Text section:
===============
Opinion
No. 2007AP000902.
October 30, 2007.
APPEAL from orders of the circuit court for Milwaukee County: MICHAEL B. BRENNAN, Judge. Provisionally affirmed and cause remanded with directions.
¶ 1 Lisa Borum, pro se, appeals a "Replevin Order for Judgment" (uppercasing omitted) awarded to Landmark Credit Union, and the trial court's order denying her motion for reconsideration. She contends that Landmark never properly perfected the "Motor Vehicle Consumer Simple Interest Installment Sale and Security Agreement" (uppercasing omitted) she executed in April of 2005 giving Landmark a security interest in a car she bought from Ernie von Schledorn, Inc., because Wells Fargo Financial Acceptance, Essington, was originally listed on the certificate of title as the lien-holder, rather than Landmark. In connection with her forgery claim, she contends that Landmark forged her signature on the form that it sent to the Department of Motor Vehicles to substitute Landmark for Wells Fargo as lien-holder on the car's title. As we explain below, we provisionally affirm.
===============
Set task 1: Based on the appeal opinion, decide whether each statement agrees with it, answering yes or no and quoting the words that settle it: (a) The circuit court judge was Michael B. Brennan. (b) Borum bought the car from Landmark Credit Union. (c) Landmark was the lien-holder originally listed on the certificate of title.
Set task 2: Print the part of the appeal opinion that opens with the words containing "October 30, 2007." and closes with "remanded with directions.".

Object location annotation data
===============
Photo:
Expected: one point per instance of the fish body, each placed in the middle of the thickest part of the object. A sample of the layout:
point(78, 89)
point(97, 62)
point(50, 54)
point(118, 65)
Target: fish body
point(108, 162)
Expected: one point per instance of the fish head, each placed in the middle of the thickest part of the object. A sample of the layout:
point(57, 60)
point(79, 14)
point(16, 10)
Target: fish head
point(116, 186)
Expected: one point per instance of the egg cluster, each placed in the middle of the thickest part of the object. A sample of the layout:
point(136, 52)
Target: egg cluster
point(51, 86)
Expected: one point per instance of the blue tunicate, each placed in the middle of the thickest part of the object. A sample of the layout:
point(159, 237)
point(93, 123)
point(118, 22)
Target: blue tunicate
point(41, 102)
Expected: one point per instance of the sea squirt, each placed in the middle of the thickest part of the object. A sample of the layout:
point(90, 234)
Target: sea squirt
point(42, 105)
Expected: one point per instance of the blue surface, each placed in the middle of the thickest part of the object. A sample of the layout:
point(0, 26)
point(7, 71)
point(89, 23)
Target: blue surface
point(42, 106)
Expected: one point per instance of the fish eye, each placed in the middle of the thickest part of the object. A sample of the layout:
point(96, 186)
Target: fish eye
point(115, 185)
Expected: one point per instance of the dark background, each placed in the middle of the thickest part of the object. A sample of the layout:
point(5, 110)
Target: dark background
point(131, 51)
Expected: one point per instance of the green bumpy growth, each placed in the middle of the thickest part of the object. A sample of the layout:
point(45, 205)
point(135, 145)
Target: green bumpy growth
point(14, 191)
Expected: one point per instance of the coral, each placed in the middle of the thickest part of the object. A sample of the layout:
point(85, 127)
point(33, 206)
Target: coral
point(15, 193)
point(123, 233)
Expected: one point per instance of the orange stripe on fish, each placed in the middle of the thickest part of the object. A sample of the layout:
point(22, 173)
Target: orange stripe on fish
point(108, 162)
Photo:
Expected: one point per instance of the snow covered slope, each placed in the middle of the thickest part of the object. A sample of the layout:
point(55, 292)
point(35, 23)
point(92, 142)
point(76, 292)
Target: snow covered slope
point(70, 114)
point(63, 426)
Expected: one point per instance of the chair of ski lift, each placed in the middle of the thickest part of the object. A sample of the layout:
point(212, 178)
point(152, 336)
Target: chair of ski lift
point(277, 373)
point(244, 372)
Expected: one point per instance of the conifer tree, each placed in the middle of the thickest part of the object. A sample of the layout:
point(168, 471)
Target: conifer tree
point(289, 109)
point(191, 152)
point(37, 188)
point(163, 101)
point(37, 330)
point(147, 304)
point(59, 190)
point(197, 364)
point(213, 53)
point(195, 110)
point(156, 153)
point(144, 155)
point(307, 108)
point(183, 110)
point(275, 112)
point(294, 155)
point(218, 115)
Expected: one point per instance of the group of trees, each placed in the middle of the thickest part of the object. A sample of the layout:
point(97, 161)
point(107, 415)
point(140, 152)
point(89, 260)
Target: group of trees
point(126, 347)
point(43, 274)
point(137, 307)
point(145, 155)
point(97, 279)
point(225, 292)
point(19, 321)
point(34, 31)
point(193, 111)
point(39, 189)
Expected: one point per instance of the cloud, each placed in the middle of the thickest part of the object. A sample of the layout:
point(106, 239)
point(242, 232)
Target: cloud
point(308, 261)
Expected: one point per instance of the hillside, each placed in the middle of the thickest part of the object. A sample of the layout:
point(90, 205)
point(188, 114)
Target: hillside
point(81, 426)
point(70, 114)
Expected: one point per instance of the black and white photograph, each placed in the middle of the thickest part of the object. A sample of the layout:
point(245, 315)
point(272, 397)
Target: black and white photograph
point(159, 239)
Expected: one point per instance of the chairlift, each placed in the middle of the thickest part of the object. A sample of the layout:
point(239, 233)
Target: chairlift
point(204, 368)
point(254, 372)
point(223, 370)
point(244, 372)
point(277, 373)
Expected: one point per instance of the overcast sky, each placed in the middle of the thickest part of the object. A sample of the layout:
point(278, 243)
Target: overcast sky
===============
Worked answer 1:
(a) Yes: "MICHAEL B. BRENNAN, Judge"
(b) No: "a car she bought from Ernie von Schledorn, Inc."
(c) No: "Wells Fargo Financial Acceptance, Essington, was originally listed on the certificate of title as the lien-holder, rather than Landmark"

Worked answer 2:
October 30, 2007.
APPEAL from orders of the circuit court for Milwaukee County: MICHAEL B. BRENNAN, Judge. Provisionally affirmed and cause remanded with directions.